Data entries

________________

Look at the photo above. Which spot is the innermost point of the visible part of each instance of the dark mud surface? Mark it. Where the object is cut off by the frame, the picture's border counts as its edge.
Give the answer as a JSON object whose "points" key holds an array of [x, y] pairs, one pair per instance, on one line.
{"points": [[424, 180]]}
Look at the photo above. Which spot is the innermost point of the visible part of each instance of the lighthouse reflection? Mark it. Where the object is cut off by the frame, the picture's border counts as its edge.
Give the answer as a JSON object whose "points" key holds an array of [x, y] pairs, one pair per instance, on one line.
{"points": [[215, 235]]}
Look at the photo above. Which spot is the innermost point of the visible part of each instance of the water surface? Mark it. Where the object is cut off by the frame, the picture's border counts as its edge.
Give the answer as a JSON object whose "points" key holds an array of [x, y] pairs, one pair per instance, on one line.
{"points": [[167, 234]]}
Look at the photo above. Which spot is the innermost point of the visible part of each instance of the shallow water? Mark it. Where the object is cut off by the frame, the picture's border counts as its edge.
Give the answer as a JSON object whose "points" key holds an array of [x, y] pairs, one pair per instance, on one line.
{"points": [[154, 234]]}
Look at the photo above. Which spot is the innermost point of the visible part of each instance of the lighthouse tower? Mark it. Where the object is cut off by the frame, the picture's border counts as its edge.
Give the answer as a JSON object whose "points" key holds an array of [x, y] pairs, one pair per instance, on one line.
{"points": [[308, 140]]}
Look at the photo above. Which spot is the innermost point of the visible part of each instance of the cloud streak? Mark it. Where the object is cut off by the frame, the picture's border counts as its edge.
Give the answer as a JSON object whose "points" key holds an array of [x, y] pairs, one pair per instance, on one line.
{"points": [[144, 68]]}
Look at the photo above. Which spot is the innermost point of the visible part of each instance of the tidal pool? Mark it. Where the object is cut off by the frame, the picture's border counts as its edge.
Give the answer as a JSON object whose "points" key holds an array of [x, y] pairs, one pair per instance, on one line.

________________

> [Exercise goal]: Write out the records above again, keeping each one identical to the original.

> [Written solution]:
Look at the photo above. Which spot is the innermost point of the visible part of each instance of the dark mud surface? Mark it. Where the object is cut off by the frame, the picture's border counts as its edge.
Give the answer as a JSON object whose "points" key holds an array of [x, y] pairs, one pair per instance, on one line.
{"points": [[424, 180]]}
Look at the photo above. Which spot is the innermost point of the visible part of each instance of the lighthouse reflection? Mark it. Where the object is cut off by the frame, the picture's border counts as its edge.
Give the answer as a JSON object whose "points" key holds an array of [x, y] pairs, one pair per instance, on one line.
{"points": [[215, 235]]}
Look at the photo above. Which spot is the innermost point of the visible part of each instance of the water surface? Mark it. Where the object is cut off by the frame, the picture's border counts as its edge.
Give the answer as a JSON object whose "points" key holds an array of [x, y] pairs, one pair per instance, on one line.
{"points": [[167, 234]]}
Look at the photo above. Which spot is the innermost point of the visible part of each instance of the shallow water? Mark it. Where the object is cut off by the frame, the picture's border counts as its edge.
Give the answer as a JSON object whose "points" key holds an array of [x, y] pairs, one pair per instance, on one line.
{"points": [[154, 234]]}
Look at the photo above. Which spot is the innermost point of the visible part of each instance of the lighthouse tower? Mark it. Where the object is cut off by the frame, the picture's border counts as its edge.
Give the answer as a JSON object whose "points" key holds an array of [x, y] pairs, one pair per instance, on one line.
{"points": [[308, 140]]}
Look at the photo above. Which spot is the innermost point of the visible part of each instance of the cloud streak? Mark it. Where the object is cut off by the frame, the picture's border counts as its edge.
Give the answer as a JSON object whose "points" key holds an array of [x, y] pairs, one pair per instance, on one line.
{"points": [[144, 68]]}
Look at the photo above. Which spot is the innermost point of the visible part of each instance of the tidal pool? Mark it. Where the object is cut off by the frame, the picture's border counts as its edge.
Give the answer as a JSON object whose "points" key holds an array of [x, y] pairs, one pair per instance, on one line.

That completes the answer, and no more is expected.